WHAT IS REQUIRED: Please give the number of lines in the records below where the word "tree" occurs, and nothing else.

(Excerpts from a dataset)
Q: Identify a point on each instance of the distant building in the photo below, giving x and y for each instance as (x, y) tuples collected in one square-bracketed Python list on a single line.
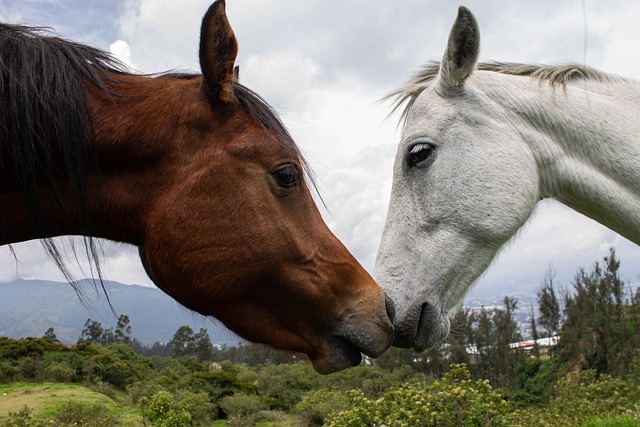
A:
[(524, 346)]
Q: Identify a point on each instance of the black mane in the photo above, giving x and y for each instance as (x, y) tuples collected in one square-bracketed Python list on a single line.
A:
[(45, 125)]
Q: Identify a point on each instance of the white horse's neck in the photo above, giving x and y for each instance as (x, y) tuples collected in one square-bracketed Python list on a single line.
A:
[(586, 140)]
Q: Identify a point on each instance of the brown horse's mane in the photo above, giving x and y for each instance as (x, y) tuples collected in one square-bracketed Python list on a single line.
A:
[(45, 122), (404, 97)]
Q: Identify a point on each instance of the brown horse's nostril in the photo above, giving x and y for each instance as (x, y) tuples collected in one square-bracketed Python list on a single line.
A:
[(391, 308)]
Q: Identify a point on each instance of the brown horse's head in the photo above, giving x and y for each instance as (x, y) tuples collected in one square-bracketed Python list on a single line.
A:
[(233, 231)]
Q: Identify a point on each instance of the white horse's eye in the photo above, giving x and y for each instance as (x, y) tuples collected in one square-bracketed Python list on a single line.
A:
[(419, 153)]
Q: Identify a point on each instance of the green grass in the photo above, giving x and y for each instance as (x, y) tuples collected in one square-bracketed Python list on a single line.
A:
[(45, 398), (612, 422)]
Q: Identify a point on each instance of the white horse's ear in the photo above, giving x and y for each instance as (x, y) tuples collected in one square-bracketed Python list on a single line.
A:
[(461, 54)]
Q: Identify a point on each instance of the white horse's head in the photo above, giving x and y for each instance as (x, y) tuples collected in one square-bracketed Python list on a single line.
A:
[(463, 184)]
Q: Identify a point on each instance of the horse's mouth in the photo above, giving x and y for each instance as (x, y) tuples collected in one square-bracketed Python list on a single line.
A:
[(428, 325), (341, 355), (345, 351)]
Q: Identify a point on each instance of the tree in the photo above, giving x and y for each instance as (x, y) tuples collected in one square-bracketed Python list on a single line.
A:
[(122, 334), (504, 358), (549, 305), (534, 335), (93, 332), (183, 341), (596, 332), (202, 347), (51, 335)]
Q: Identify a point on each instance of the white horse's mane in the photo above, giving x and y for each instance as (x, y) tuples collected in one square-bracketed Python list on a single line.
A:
[(557, 75)]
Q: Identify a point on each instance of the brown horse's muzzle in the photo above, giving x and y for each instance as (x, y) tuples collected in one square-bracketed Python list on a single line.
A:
[(365, 328)]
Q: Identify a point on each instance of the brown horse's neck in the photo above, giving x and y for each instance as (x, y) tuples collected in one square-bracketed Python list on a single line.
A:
[(133, 128)]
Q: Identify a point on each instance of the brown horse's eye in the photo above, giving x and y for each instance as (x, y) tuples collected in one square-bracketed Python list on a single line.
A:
[(287, 176)]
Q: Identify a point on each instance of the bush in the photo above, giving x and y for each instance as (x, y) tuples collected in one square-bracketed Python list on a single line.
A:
[(22, 418), (84, 414), (242, 409), (455, 401), (7, 371), (317, 404), (583, 396), (612, 422), (59, 372), (162, 411), (107, 368)]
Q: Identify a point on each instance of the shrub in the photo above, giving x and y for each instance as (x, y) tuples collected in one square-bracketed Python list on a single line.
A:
[(242, 409), (317, 404), (161, 411), (7, 371), (83, 414), (583, 396), (612, 422), (107, 368), (59, 372), (22, 418), (455, 401)]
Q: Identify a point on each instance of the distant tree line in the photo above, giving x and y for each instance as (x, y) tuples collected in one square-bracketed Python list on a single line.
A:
[(593, 370)]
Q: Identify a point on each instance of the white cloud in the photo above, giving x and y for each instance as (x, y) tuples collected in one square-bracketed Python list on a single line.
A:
[(121, 50), (324, 65)]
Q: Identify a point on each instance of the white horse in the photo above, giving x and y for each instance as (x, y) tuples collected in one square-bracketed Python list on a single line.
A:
[(481, 145)]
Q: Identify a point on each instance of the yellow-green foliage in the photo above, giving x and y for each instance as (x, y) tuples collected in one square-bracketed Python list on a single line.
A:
[(456, 401)]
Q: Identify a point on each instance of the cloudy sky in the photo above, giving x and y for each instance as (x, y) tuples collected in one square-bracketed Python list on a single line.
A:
[(324, 64)]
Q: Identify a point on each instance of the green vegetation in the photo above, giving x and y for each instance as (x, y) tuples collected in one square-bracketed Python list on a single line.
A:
[(591, 378)]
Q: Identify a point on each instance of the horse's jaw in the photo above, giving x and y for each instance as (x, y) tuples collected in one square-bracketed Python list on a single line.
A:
[(444, 265)]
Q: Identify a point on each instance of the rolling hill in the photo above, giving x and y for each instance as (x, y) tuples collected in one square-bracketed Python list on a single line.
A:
[(30, 307)]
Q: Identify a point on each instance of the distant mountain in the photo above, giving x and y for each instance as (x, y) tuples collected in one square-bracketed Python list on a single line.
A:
[(29, 307)]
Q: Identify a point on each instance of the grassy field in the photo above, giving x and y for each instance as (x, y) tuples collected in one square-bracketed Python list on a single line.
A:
[(45, 398)]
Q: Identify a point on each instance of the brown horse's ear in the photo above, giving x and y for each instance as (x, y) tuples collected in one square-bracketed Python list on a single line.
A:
[(461, 54), (218, 51), (236, 74)]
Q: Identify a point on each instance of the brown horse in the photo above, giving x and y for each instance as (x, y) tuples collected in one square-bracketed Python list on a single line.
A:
[(195, 170)]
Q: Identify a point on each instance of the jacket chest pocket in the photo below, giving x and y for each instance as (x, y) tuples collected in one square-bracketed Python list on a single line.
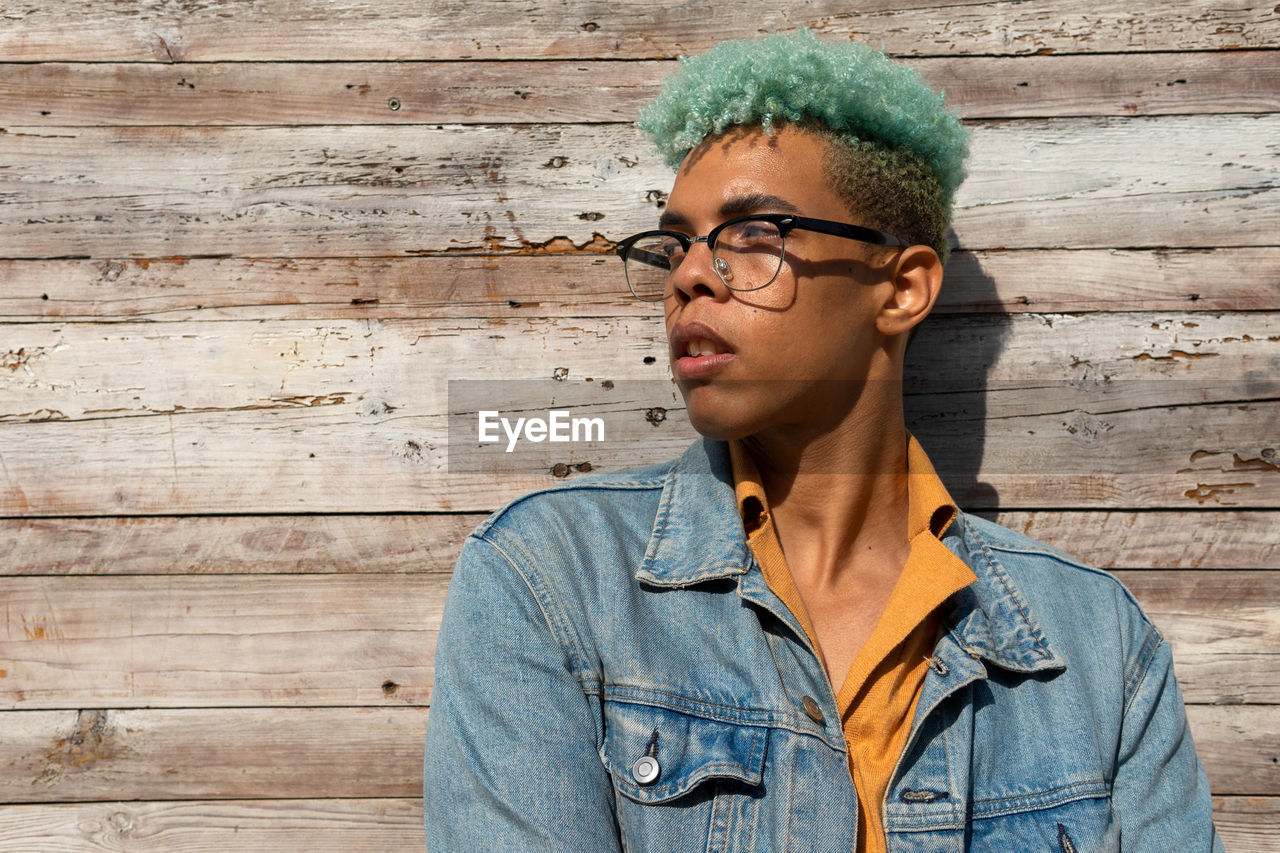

PROBLEM SOLUTION: 2